• [Text passage]:
Everyone loves investment tax breaks for business, especially small business. Politicians love handing them out. The beneficiaries love receiving them. Providers of capital equipment love them because they boost demand — think of all those giant utes on the roads subsidised by tax breaks for tradies. The business press extols their virtues, even if they only bring forward tax deductions that would have been claimed over a longer period.
But do they actually work? Do they increase investment, or prevent it from decreasing more in periods of poor economic growth or low investment?
A report from the Reserve Bank suggests only under certain circumstances — an answer that doesn’t suit anyone. Not politicians, who are likely to throw tax breaks at business in coming months as part of their election campaigns, nor business, nor the media.
The study looked at seven investment tax breaks deployed since the financial crisis and how much additional investment they produced. The first one, used by the Rudd government as part of its response to the financial crisis, increased investment significantly, but the study states there is “no substantial evidence that other policies, including those implemented during the pandemic, increased investment”.
The paper concludes, “This appears related to the existence of dividend imputation, which lessens the value of the [investment tax break] ITB to company shareholders and means that the policies mainly affect small unincorporated businesses.” The latter “appear to be more responsive to ITBs than incorporated companies”, but dividend imputation makes “ITBs less valuable for companies, particularly domestically-owned small companies”.
The GFC-era experience suggests ITBs could be an effective countercyclical tool, but in response to a shutdown of credit markets — which was characteristic of 2008 — rather than a slowing economy, such as during the pandemic, when business may see no value in additional investment. (Or because, as in 2020, capital equipment becomes harder to source due to supply chain limitations. Australian Bureau of Statistics figures show that quarterly capex spending dipped to a 13-year low of $33.7 billion in the September quarter of 2020, the lowest since 2007.)
Separately, two academics at the Queensland University of Technology in Brisbane have pointed out there is a considerable cost to the budget from these tax breaks: in the latest federal Treasury tax expenditures report, “the instant write-off tax break for small businesses is estimated to cost more than $4 billion by reducing taxes collected”.
That $4 billion might be more effective at encouraging investment if deployed elsewhere in the tax system — or used for another purpose altogether. But that would take away a favourite toy of politicians, business and the media.
The RBA study also notes there is some evidence for the impact on investment of the 2015 and 2016 reductions in the company tax rate for small business, separate from the ITBs: the data from 2015 “does suggest that the corporate tax cuts themselves may have had an impact on increased investment. There is no evidence of an effect from the 2016 tax rate change.”

• [Records provided]:
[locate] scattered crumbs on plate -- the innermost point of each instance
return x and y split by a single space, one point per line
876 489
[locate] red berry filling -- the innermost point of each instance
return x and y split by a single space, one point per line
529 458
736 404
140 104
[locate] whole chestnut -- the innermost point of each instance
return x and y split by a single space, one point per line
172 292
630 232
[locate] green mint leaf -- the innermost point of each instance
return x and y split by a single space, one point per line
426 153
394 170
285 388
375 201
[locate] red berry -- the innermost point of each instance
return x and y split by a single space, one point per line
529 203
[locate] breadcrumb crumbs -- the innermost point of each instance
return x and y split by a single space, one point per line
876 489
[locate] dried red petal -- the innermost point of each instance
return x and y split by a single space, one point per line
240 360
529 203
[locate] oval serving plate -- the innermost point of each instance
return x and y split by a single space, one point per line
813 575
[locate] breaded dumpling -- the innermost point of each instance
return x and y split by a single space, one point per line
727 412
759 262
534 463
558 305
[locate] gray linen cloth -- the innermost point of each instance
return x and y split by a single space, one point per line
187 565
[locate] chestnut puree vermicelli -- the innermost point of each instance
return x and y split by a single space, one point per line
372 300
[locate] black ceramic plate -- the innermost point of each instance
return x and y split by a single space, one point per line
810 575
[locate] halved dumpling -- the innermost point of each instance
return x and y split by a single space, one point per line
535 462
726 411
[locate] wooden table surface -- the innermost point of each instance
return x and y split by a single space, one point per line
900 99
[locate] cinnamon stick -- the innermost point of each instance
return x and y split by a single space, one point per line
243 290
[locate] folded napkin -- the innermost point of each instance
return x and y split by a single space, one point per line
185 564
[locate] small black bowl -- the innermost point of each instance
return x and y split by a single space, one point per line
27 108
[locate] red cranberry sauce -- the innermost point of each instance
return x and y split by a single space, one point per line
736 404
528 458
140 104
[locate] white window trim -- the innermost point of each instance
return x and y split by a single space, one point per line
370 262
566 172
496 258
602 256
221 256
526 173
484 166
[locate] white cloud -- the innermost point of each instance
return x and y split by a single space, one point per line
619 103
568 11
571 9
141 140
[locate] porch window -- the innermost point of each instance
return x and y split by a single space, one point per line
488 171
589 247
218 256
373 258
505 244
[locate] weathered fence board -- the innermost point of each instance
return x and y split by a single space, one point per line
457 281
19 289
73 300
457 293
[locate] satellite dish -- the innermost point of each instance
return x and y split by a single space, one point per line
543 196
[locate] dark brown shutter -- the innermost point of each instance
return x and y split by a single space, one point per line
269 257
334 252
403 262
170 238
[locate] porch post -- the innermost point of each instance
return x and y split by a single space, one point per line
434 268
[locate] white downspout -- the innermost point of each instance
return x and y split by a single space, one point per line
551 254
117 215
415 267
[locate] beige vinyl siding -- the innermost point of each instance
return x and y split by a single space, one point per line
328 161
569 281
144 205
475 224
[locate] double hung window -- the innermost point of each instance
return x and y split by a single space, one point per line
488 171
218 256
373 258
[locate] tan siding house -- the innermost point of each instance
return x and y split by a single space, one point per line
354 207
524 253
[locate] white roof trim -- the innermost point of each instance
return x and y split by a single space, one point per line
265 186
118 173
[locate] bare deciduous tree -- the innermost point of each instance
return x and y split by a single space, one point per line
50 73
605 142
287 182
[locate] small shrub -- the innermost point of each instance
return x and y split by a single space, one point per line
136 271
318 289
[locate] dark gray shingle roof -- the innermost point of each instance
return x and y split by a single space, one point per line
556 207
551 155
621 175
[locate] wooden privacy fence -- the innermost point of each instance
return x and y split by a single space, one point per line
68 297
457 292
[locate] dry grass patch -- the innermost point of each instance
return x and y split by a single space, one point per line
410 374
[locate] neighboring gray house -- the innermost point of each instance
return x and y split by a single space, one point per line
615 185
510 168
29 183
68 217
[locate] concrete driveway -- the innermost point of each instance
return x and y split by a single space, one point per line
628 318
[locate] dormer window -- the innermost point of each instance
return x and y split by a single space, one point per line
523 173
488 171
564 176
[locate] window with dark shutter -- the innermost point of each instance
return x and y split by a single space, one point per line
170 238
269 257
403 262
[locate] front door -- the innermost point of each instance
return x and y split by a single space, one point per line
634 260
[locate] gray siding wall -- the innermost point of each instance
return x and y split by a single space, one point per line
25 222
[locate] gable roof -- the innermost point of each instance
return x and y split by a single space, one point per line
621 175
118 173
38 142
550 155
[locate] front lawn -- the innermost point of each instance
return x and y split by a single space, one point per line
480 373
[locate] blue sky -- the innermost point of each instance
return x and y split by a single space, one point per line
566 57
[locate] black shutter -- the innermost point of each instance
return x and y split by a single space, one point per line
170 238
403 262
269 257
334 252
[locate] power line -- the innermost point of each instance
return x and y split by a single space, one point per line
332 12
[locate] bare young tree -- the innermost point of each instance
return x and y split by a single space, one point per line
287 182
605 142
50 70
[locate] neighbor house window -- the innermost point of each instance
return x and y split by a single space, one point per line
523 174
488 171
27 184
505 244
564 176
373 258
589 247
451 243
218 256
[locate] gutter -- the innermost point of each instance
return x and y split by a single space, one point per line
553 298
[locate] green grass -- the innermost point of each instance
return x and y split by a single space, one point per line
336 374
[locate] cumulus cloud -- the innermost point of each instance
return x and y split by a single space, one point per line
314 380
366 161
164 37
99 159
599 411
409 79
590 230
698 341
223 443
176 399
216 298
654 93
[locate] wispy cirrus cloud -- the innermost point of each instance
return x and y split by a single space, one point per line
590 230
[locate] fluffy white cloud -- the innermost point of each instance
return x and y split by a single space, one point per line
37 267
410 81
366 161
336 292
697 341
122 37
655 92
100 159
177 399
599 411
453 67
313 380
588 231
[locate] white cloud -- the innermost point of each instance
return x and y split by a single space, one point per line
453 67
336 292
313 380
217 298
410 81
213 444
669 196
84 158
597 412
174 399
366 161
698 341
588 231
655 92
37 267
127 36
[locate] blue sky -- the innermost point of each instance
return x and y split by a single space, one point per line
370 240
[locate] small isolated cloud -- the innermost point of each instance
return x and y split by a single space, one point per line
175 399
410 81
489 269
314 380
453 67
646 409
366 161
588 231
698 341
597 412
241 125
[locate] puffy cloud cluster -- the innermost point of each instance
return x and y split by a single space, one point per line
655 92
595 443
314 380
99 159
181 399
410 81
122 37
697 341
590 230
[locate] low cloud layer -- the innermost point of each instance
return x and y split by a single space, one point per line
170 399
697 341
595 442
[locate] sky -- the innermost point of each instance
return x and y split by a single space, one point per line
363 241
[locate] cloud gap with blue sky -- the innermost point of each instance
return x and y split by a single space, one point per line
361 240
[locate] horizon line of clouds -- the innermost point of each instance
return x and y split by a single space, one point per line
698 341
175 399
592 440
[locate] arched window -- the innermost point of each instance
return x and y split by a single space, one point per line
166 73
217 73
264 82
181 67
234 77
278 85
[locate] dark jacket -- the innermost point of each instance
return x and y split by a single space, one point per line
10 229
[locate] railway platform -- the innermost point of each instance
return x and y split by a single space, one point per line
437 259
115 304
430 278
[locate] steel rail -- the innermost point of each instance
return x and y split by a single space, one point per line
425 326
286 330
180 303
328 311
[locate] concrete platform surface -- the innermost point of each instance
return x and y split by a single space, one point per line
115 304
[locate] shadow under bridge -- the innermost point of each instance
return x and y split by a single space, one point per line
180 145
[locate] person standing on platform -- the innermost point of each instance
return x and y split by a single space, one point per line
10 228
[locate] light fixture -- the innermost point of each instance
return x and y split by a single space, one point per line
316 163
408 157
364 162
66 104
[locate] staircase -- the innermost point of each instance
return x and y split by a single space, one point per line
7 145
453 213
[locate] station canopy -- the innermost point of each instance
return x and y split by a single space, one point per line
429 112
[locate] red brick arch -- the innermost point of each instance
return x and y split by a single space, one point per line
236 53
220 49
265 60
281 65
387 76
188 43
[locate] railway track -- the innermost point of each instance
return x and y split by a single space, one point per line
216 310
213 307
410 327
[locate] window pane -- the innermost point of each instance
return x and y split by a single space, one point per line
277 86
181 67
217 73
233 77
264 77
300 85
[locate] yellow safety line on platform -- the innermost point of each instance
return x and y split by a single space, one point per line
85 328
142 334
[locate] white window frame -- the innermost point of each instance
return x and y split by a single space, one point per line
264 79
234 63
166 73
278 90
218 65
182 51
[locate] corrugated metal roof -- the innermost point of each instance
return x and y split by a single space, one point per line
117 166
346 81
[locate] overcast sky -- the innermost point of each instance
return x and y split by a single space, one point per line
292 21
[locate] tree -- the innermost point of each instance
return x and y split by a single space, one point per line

• [Requirement A]:
Answer these from the text on investment tax breaks:
(i) How many investment tax breaks deployed since the financial crisis did the Reserve Bank study look at?
(ii) What low did quarterly capex spending dip to in the September quarter of 2020?
(iii) What is the instant write-off tax break for small businesses estimated to cost?
• [Requirement B]: Carry the text on investment tax breaks further, picking up after its last sentence.

• [Task output A]:
(i) Seven.
(ii) $33.7 billion, a 13-year low.
(iii) More than $4 billion.

• [Task output B]:
Saul Eslake, an independent economist, vice-chancellor’s fellow at the University of Tasmania and national treasure — as well as a prominent sceptic of policies aimed at small business — told Crikey the RBA study was consistent with his view that “small business fetishism” is largely ineffective. “That’s not to say they have no impact — especially, as the authors point out, during economic downturns — but that, for policies that have become a permanent feature of our corporate tax system, they fall well short of constituting ‘value for money’.”
Eslake was more surprised by the link between tax cuts and an increase in investment, pointing out that the evidence from company tax cuts during Donald Trump’s first term in the US showed far more impact on share buybacks than investment. In reference to what he expects to be “a loud chorus arguing that Australia needs to emulate the corporate tax cuts that Trump is likely to implement later this year (similar to what we saw here in 2017)”, Eslake pointed out that the impact of such cuts here “would be blunted by the impact of dividend imputation”.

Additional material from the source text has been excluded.